» **Your task**: Look through the material below and return every line that contains "white".

» **Input material**:
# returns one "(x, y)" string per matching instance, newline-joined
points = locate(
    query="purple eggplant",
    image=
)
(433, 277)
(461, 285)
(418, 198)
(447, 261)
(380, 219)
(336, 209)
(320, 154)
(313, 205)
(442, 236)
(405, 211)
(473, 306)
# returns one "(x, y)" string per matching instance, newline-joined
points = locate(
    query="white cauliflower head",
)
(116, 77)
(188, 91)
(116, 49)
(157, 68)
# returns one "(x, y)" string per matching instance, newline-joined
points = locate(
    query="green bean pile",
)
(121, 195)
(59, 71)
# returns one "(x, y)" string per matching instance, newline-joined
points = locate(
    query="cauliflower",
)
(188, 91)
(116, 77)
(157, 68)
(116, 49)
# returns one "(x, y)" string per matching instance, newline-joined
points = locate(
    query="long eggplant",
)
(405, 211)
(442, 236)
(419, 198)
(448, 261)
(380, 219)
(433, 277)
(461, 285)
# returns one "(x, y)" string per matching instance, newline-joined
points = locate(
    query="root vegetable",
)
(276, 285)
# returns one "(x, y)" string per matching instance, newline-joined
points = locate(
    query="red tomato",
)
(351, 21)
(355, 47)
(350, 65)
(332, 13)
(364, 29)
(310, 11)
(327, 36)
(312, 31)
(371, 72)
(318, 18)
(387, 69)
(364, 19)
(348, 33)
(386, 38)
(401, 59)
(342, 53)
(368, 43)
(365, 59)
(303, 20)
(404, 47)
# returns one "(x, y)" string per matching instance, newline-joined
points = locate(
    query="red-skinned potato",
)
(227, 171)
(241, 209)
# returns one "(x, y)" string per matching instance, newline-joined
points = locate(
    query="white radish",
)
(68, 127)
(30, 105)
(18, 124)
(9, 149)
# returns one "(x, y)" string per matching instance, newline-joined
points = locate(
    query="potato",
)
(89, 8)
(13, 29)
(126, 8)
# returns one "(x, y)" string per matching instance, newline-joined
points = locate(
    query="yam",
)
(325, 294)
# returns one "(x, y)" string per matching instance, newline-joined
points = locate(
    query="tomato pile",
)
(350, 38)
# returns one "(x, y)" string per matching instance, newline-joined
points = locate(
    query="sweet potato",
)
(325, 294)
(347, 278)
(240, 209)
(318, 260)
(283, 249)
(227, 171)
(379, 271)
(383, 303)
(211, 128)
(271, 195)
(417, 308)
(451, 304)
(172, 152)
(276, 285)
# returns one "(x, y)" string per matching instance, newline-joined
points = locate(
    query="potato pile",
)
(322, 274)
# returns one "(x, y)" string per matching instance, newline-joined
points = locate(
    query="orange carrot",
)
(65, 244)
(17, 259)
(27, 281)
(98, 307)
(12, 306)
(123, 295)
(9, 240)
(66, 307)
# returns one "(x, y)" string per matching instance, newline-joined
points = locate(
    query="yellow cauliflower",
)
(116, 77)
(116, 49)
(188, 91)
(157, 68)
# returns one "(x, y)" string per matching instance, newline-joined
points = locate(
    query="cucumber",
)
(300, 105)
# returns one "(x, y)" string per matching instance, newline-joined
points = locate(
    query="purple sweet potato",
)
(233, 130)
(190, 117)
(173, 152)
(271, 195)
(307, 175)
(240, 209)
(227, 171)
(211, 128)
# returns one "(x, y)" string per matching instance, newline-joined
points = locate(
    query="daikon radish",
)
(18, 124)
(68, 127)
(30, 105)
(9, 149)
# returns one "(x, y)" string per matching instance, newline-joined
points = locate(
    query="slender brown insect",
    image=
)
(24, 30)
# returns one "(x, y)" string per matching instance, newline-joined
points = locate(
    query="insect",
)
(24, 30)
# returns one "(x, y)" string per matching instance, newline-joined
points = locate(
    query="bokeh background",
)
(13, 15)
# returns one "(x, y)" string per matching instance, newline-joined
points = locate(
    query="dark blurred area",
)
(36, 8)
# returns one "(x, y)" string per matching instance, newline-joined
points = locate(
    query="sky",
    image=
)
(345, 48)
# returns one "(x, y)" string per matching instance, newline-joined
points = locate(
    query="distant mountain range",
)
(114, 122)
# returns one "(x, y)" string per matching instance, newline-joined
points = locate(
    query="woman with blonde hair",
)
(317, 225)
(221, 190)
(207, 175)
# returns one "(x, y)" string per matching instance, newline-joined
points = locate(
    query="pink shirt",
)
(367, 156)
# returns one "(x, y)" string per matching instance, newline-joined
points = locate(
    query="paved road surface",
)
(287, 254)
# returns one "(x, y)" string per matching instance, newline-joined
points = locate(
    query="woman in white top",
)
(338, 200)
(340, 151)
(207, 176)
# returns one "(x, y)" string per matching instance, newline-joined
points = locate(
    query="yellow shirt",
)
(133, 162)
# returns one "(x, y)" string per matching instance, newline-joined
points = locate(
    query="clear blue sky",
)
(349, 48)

» **Solution to this problem**:
    query="white cauliflower head",
    query="white radish",
    query="woman in white top",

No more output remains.